BEGIN Passage to read
Zubaydah said he attended a third meeting in Kandahar in 1998 with Turki, senior isi agents and Taliban officials. There Turki promised, writes Posner, that "more Saudi aid would flow to the Taliban, and the Saudis would never ask for bin Laden's extradition, so long as al-Qaeda kept its long-standing promise to direct fundamentalism away from the kingdom." In Posner's stark judgment, the Saudis "effectively had (bin Laden) on their payroll since the start of the decade." Zubaydah told the interrogators that the Saudis regularly sent the funds through three royal-prince intermediaries he named. The last eight paragraphs of the book set up a final startling development.
Those three Saudi princes all perished within days of one another. On July 22, 2002, Prince Ahmed was felled by a heart attack at age 43. One day later Prince Sultan bin Faisal bin Turki al-Saud, 41, was killed in what was called a high-speed car accident. The last member of the trio, Prince Fahd bin Turki bin Saud al-Kabir, officially "died of thirst" while traveling east of Riyadh one week later. And seven months after that, Mushaf Ali Mir, by then Pakistan's Air Marshal, perished in a plane crash in clear weather over the unruly North-West Frontier province, along with his wife and closest confidants. Without charging any skulduggery (Posner told TIME they "may in fact be coincidences"), the author notes that these deaths occurred after cia officials passed along Zubaydah's accusations to Riyadh and Islamabad.
Washington, reports Posner, was shocked when Zubaydah claimed that "9/11 changed nothing" about the clandestine marriage of terrorism and Saudi and Pakistani interests, "because both Prince Ahmed and Mir knew that an attack was scheduled for American soil on that day." They couldn't stop it or warn the U.S. in advance, Zubaydah said, because they didn't know what or where the attack would be. And they couldn't turn on bin Laden afterward because he could expose their prior knowledge.
Both capitals swiftly assured Washington that "they had thoroughly investigated the claims and they were false and malicious." The Bush Administration, writes Posner, decided that "creating an international incident and straining relations with those regional allies when they were critical to the war in Afghanistan and the buildup for possible war with Iraq, was out of the question." The book seems certain to kick up a political and diplomatic firestorm. The first question everyone will ask is, Is it true? And many will wonder if these matters were addressed in the 28 pages censored from Washington's official report on 9/11. It has long been suggested that Saudi Arabia probably had some kind of secret arrangement to stave off fundamentalists within the kingdom.
END Passage to read
• **Activity list**:
a. In the passage on Posner's book, how old was Prince Ahmed when he died of a heart attack?
b. Carry on the passage on Posner's book from its final sentence.
The items after the passage on Posner's book come from a separate source.
BEGIN Dataset entries
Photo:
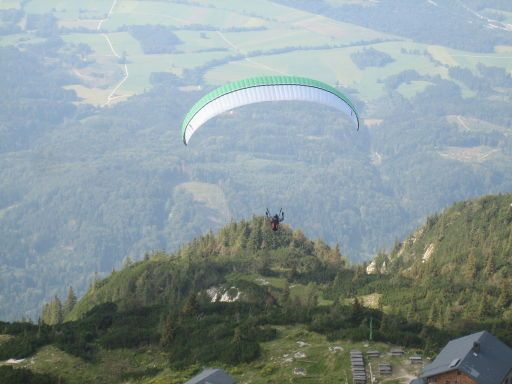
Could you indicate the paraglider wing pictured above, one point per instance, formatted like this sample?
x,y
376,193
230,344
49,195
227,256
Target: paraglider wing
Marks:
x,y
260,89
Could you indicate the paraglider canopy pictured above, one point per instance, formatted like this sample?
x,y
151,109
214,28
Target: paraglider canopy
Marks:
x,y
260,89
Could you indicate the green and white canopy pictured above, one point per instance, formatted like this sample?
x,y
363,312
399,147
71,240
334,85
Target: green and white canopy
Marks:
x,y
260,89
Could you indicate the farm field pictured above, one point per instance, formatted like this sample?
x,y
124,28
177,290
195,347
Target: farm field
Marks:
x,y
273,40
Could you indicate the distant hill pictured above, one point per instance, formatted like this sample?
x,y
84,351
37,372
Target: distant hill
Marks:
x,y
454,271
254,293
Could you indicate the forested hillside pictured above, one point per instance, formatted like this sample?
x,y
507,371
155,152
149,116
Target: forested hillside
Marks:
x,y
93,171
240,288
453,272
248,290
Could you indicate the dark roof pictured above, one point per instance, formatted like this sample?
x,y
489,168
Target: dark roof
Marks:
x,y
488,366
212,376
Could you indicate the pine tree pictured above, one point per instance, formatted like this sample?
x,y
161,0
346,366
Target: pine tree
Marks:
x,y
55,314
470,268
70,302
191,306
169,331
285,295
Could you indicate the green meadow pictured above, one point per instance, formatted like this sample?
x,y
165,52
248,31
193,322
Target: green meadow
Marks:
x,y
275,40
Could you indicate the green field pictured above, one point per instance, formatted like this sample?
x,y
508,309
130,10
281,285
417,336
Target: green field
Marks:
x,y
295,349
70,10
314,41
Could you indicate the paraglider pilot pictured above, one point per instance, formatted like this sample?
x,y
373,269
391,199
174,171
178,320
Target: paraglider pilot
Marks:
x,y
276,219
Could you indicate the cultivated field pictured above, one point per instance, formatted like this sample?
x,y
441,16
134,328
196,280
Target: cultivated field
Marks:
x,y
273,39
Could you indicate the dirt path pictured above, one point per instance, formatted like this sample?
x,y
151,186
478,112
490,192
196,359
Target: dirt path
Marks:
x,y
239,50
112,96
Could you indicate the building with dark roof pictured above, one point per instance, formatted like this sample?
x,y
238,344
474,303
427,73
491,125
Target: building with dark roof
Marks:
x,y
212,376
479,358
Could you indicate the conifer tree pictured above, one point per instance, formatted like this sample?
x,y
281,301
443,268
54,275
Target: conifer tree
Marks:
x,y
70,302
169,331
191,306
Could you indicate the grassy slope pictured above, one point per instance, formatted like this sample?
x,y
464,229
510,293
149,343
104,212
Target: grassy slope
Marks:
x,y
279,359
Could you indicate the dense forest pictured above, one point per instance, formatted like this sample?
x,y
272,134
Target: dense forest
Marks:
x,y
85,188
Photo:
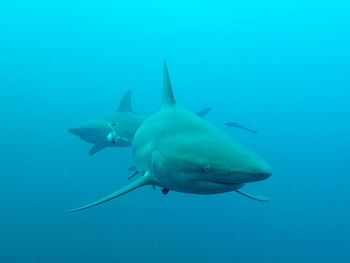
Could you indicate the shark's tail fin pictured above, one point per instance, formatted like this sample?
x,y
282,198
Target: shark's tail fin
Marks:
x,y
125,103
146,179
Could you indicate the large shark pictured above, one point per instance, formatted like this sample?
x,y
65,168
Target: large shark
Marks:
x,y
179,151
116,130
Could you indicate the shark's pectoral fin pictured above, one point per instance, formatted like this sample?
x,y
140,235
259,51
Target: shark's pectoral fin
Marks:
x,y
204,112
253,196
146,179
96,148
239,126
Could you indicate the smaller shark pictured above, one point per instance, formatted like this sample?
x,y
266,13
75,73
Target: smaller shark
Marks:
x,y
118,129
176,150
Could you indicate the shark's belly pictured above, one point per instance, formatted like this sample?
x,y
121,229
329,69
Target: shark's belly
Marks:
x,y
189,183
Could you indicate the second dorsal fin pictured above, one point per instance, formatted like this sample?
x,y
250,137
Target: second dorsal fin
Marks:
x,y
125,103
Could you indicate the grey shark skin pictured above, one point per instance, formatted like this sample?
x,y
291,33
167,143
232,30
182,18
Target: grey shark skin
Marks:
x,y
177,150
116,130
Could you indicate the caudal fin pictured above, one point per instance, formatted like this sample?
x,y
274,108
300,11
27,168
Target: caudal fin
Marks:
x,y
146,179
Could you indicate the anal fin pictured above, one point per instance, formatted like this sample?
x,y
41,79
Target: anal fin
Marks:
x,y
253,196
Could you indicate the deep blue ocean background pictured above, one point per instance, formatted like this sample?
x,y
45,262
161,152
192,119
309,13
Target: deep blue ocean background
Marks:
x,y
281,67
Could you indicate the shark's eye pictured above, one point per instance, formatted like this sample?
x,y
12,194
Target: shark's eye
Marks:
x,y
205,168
END Dataset entries
• **Exercise answers**:
a. He was 43.

b.
But this appears to be the first description of a repeated, explicit quid pro quo between bin Laden and a Saudi official. Posner told TIME he got the details of Zubaydah's interrogation and revelations from a U.S. official outside the cia at a "very senior Executive Branch level" whose name we would probably know if he told it to us. He did not. The second source, Posner said, was from the cia, and he gave what Posner viewed as general confirmation of the story but did not repeat the details. There are top Bush Administration officials who have long taken a hostile view of Saudi behavior regarding terrorism and might want to leak Zubaydah's claims.
Prince Turki, now Saudi Arabia's ambassador to Britain, did not respond to Posner's letters and faxes. There's another unanswered question. If Turki and Mir were cutting deals with bin Laden, were they acting at the behest of their governments or on their own? Posner avoids any direct statement, but the book implies that they were doing official, if covert, business. In the past, Turki has admitted -- to TIME in November 2001, among others-attending meetings in '96 and '98 but insisted they were efforts to persuade Sudan and Afghanistan to hand over bin Laden. The case against Pakistan is cloudier. It is well known that Islamist elements in the isi were assisting the Taliban under the government of Nawaz Sharif. But even if Mir dealt with bin Laden, he could have been operating outside official channels. Finally, the details of Zubaydah's drug-induced confessions might bring on charges that the U.S. is using torture on terrorism suspects. According to Posner, the Administration decided shortly after 9/11 to permit the use of Sodium Pentothal on prisoners. The Administration, he writes, "privately believes that the Supreme Court has implicitly approved using such drugs in matters where public safety is at risk," citing a 1963 opinion. For those who still wonder how the attacks two years ago could have happened, Posner's book provides a tidy set of answers. But it opens up more troubling questions about crucial U.S. allies that someone will now have to address.
Copyright © 2003 Time Magazine
The Guilty Men of 9/11
B Raman, Rediff, September 10, 2003
Time magazine (August 31, 2003) has carried a commentary on Gerald Posner's book Why America Slept.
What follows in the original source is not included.